• 제공된 항목:
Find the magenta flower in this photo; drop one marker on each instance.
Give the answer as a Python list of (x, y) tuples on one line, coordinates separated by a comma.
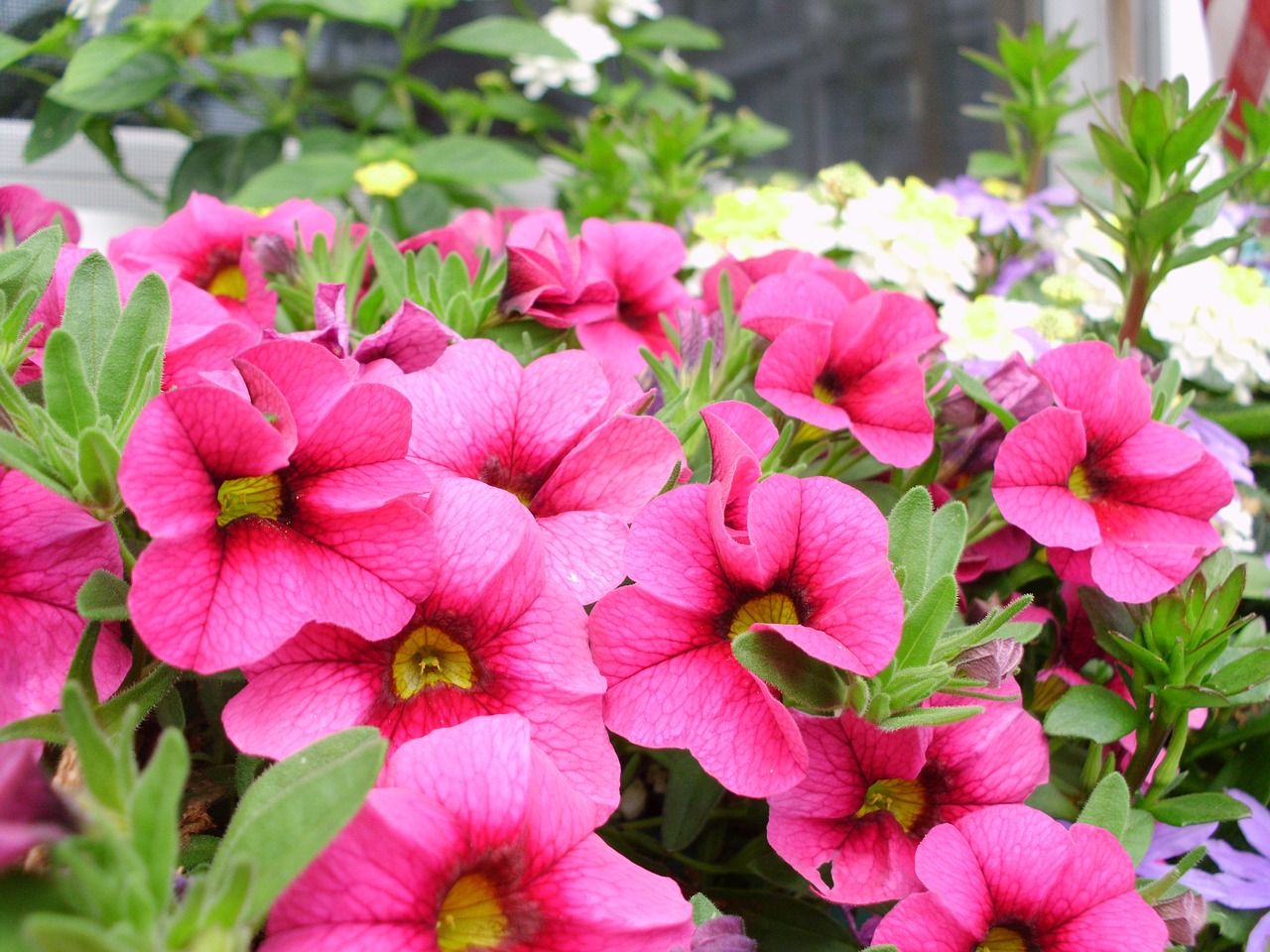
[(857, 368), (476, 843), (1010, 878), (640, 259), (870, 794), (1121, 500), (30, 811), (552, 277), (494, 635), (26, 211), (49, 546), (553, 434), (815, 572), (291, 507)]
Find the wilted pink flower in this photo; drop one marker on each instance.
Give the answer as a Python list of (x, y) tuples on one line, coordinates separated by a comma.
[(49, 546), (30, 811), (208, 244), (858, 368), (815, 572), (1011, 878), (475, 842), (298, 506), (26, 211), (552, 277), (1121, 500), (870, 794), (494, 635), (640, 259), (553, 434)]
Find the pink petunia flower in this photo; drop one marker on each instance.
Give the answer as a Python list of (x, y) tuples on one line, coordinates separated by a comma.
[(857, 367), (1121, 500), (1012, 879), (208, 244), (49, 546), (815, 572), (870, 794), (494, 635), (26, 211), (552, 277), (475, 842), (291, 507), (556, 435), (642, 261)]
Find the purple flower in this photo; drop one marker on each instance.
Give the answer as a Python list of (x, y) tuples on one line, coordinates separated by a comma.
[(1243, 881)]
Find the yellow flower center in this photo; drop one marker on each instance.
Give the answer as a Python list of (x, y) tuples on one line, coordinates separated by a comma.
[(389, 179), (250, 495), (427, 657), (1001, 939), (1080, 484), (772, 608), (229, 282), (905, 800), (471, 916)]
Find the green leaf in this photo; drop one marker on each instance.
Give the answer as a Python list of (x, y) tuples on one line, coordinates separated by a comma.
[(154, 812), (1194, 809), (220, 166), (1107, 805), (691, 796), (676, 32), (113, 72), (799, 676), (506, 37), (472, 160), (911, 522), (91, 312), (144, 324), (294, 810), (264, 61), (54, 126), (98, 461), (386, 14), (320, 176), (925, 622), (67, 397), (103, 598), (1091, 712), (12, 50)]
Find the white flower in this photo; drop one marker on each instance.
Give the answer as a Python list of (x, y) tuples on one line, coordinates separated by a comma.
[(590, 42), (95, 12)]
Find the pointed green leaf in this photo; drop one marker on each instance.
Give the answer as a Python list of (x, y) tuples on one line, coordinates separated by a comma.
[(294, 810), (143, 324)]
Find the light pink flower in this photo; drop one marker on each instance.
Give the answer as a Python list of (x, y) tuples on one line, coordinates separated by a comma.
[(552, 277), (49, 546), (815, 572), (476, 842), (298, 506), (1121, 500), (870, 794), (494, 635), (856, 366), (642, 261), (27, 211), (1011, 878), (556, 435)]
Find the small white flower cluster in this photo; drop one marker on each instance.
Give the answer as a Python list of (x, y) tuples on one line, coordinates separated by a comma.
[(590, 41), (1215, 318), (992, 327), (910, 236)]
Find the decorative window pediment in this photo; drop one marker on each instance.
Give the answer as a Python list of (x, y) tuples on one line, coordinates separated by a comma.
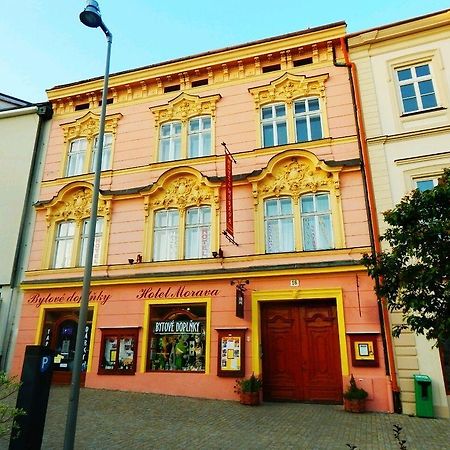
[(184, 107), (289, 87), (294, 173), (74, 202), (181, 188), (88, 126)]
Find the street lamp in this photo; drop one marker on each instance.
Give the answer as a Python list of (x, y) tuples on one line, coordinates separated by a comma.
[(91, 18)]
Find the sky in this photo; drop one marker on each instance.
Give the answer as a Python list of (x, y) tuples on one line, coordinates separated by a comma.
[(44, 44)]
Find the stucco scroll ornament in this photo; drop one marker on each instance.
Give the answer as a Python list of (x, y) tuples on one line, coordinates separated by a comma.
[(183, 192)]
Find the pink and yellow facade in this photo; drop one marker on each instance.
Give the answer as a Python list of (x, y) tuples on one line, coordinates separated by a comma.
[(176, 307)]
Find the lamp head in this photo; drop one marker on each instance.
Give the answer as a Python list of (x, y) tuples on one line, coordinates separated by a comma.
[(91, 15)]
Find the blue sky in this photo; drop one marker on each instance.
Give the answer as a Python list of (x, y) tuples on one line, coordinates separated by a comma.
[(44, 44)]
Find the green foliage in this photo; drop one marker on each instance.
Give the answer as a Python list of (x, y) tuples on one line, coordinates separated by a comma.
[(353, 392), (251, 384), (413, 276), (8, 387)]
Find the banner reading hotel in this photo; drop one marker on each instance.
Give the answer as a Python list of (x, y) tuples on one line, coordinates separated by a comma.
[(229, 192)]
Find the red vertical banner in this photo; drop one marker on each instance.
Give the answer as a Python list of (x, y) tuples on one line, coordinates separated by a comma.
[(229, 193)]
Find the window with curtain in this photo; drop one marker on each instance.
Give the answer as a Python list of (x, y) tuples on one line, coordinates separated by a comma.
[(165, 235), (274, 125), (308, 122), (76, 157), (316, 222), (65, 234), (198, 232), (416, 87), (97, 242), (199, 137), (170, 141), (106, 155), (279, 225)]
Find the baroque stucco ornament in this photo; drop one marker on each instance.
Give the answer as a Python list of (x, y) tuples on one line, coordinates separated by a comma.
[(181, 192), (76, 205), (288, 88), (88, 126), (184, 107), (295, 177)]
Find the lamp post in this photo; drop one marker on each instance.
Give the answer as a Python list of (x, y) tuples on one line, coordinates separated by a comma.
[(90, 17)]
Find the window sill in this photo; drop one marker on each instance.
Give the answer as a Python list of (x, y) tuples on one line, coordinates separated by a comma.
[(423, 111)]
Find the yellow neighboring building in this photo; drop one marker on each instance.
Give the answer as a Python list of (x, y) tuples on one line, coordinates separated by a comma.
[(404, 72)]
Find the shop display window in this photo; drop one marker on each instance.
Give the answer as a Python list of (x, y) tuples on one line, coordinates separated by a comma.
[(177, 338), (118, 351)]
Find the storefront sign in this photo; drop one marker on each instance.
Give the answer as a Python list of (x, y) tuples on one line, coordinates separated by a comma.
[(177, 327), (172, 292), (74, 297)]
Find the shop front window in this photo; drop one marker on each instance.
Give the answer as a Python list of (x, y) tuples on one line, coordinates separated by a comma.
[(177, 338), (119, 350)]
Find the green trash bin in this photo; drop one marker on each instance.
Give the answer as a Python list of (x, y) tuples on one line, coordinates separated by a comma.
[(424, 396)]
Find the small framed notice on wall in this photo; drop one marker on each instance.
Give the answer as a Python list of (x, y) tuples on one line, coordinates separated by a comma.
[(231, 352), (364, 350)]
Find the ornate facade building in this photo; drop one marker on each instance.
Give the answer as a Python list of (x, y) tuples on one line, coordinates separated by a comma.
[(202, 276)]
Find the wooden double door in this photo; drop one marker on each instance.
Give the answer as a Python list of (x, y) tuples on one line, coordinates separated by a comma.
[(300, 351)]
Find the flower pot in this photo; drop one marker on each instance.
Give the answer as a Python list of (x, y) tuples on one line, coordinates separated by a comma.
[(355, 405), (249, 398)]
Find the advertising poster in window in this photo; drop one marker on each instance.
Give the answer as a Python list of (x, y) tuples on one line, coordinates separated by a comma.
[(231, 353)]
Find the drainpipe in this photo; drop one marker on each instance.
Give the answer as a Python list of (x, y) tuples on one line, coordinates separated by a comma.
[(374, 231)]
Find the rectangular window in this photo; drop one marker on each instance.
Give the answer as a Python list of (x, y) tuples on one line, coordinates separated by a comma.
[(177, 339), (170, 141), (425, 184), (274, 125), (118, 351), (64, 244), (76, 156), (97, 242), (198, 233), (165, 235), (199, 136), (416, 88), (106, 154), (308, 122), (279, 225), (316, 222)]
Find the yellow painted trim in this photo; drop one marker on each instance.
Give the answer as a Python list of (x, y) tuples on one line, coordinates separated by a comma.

• 연습 문제: "Find the lamp head" 문구가 있는 줄부터 "[(353, 392), (251, 384), (413, 276), (8, 387)]" 문구가 있는 줄까지, 두 줄을 포함한 범위의 줄만 요청 문장까지 모두 다시 적으세요. 이때 답에 나온 좌표 값은 1.15배로 조정한 뒤 정수로 반올림하고, 소수점 이하가 0.5이면 올리세요.

• 정답:
Find the lamp head in this photo; drop one marker on each instance.
Give the answer as a Python list of (x, y) tuples on one line, coordinates separated by a comma.
[(105, 17)]
Find the blue sky in this photo; drop one marker on each instance.
Give the answer as a Python list of (x, y) tuples on one line, coordinates separated by a comma.
[(51, 51)]
Find the green foliage in this photo; drop one marker on each instance.
Give the answer as a Python list of (x, y) tuples on one line, coordinates separated by a comma.
[(406, 451), (289, 442), (475, 317), (9, 445)]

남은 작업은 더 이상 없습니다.